### What to work on
For each entry, restate it word for word while omitting any image it holds.

##### Provided material #####

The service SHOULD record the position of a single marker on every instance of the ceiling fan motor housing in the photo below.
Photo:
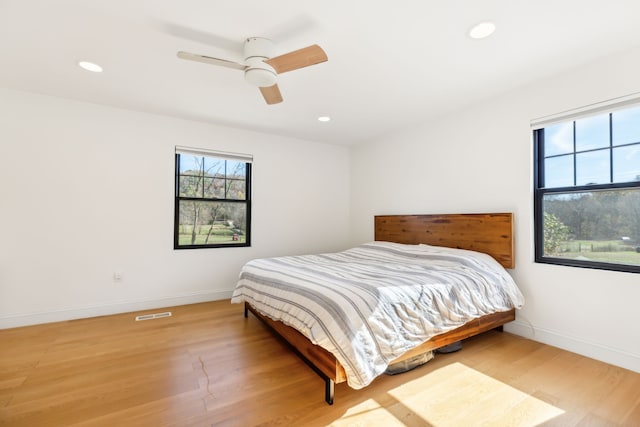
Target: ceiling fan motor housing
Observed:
(258, 72)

#####

### Output for this exercise
The service SHOULD record the position of a single marker on every instance of the ceiling fan motor housing in the photo below.
Photo:
Target: ceiling fan motor housing
Observed:
(258, 72)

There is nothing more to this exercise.